**EXERCISE AIM:** Please reproduce the following records line for line, without changing anything.

Part of a data file:
========================

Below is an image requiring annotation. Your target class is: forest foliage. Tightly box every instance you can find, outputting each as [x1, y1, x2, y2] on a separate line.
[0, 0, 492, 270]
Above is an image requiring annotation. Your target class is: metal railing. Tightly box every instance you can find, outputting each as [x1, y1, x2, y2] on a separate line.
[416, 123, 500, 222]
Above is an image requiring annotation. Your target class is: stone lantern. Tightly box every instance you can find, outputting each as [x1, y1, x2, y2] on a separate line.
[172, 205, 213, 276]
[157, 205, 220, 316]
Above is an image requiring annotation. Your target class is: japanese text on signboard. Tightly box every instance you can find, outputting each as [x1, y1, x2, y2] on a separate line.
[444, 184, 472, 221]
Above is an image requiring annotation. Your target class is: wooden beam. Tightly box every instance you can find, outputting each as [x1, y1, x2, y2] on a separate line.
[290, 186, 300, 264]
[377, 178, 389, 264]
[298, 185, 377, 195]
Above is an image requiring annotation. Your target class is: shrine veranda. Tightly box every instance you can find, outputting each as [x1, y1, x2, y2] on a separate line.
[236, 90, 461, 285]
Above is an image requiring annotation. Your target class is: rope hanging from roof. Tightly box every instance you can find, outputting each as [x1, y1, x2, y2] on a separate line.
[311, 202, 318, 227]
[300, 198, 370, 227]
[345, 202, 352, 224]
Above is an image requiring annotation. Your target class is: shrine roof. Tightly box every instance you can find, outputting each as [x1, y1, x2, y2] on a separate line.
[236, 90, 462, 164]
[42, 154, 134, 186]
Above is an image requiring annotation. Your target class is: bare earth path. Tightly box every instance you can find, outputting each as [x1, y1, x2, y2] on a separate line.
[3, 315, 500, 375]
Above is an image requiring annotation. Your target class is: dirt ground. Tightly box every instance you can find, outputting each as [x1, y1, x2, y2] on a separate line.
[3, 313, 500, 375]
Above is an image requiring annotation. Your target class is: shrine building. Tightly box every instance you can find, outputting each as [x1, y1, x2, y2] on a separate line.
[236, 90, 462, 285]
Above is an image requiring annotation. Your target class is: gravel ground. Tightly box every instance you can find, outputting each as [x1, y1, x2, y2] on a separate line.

========================

**TASK RESPONSE:**
Below is an image requiring annotation. Your target class is: forest foliage. Tightly box every instance you can find, outputting each as [x1, y1, x2, y2] on a separate line.
[0, 0, 492, 270]
Above is an image requiring annotation. Your target class is: metal railing. Tightly box every instance you can find, outputting each as [x1, y1, x2, y2] on a separate line.
[416, 123, 500, 222]
Above is an image requiring annotation. Your target class is: stone lantern. Tightly box every instance you can find, outputting each as [x1, y1, x2, y2] on a separate line.
[172, 205, 213, 276]
[157, 205, 220, 316]
Above is an image requiring annotation. Your target class is: japanese text on signboard. Tightly box every instance you can find, outputting each as [x1, y1, x2, y2] on a separate line.
[444, 184, 472, 221]
Above is an image requiring annotation. Your target class is: wooden beam. Tightly box every instance you can find, outputting each as [x1, y1, x2, y2] on a separate line.
[290, 186, 300, 264]
[377, 178, 389, 264]
[298, 185, 377, 195]
Above is an image requiring annotation. Your target class is: shrine veranda. Tightly box every instance you can find, outputting each as [x1, y1, x2, y2] on a separate line.
[236, 90, 461, 285]
Above is an image requiring annotation. Your target class is: rope hanging from roof. Tightly box every instance you can find, outputting each as [x1, y1, x2, y2] on a separate line.
[311, 202, 318, 227]
[300, 198, 370, 227]
[345, 202, 352, 224]
Above is an image requiring annotation. Your target class is: shrine roof. Tightly box every instance you can find, outputting each as [x1, y1, x2, y2] on a separate line.
[236, 90, 462, 164]
[42, 154, 134, 186]
Above is an image requiring annotation. Your target class is: bare earth path. Tightly box every instance you can find, outputting each as [x1, y1, x2, y2] on a separate line.
[3, 315, 500, 375]
Above is an image requiring annotation. Your target class is: dirt ground. Tightly box every instance you can find, outputting each as [x1, y1, x2, y2] on a separate line.
[3, 313, 500, 375]
Above is an image requiring annotation. Your target class is: shrine building. Tightly box every instance you can find, outputting each as [x1, y1, x2, y2] on a separate line.
[236, 90, 462, 285]
Above is an image requiring annotation. Your target class is: gravel ground. Tightly box every instance you can find, outputting each as [x1, y1, x2, y2] on a separate line.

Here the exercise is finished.